**PROBLEM REQUIREMENTS**
Can you rewrite the data as a numbered list with blank lines left out, starting at the very first line and ending at the line that contains "383 545 608 878", both included?

**INFORMATION PROVIDED**
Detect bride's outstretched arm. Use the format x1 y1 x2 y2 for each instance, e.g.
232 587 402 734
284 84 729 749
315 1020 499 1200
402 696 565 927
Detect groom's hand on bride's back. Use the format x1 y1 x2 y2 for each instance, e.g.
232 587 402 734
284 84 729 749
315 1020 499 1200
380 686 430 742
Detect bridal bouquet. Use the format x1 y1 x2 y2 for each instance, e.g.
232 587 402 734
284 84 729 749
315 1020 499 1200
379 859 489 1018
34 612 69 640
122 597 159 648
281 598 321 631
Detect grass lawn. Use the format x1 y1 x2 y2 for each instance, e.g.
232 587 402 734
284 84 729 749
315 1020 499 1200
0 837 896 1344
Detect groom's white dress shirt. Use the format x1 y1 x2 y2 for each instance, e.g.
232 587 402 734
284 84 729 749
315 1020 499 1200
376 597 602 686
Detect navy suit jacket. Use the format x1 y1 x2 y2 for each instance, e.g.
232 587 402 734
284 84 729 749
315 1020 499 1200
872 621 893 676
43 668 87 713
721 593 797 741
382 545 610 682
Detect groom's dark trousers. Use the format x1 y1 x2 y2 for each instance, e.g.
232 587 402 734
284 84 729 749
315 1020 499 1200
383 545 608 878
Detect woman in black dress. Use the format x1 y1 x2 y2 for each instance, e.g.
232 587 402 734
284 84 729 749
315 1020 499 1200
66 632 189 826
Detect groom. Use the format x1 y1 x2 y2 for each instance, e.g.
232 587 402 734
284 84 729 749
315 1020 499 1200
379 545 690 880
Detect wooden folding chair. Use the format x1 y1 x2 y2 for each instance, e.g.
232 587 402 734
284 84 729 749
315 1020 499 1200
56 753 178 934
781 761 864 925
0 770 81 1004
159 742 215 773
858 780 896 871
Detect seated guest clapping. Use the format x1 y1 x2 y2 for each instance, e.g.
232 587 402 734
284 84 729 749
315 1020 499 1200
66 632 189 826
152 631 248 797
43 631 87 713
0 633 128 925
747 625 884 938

**EXPECTED ANSWER**
1. Detect bride's outstretched arm. Use the format x1 y1 x2 y2 for each instance, e.g.
2. 232 587 402 734
3. 284 84 729 749
4. 315 1020 499 1200
5. 402 696 565 927
6. Detect groom's hand on bride's back. Use the format x1 y1 x2 y2 for each instance, e.g.
7. 232 587 402 734
8. 284 84 729 749
9. 315 1020 499 1200
10. 380 686 430 742
11. Detect bridal bouquet. Use the format x1 y1 x2 y2 for each instance, e.g.
12. 232 587 402 734
13. 284 84 729 749
14. 315 1020 499 1200
15. 379 859 489 1018
16. 34 612 69 640
17. 122 597 159 648
18. 281 598 321 631
19. Detect grass lawn. Use the format x1 y1 x2 y2 for each instance, e.g.
20. 232 587 402 734
21. 284 84 729 749
22. 315 1020 499 1200
23. 0 837 896 1344
24. Detect groom's white dress shirt. Use the format x1 y1 x2 y2 for each instance, e.g.
25. 232 587 402 734
26. 284 84 729 749
27. 315 1020 499 1200
28. 376 597 602 686
29. Detect navy suit jacket. Use the format x1 y1 x2 y2 for each instance, e.g.
30. 232 587 402 734
31. 284 84 729 749
32. 315 1020 499 1200
33. 872 621 893 676
34. 43 668 87 713
35. 721 593 797 741
36. 382 545 610 682
37. Detect groom's dark trousers. Use the format x1 y1 x2 y2 for each instance, e.g.
38. 232 587 402 734
39. 284 84 729 749
40. 315 1020 499 1200
41. 383 545 608 878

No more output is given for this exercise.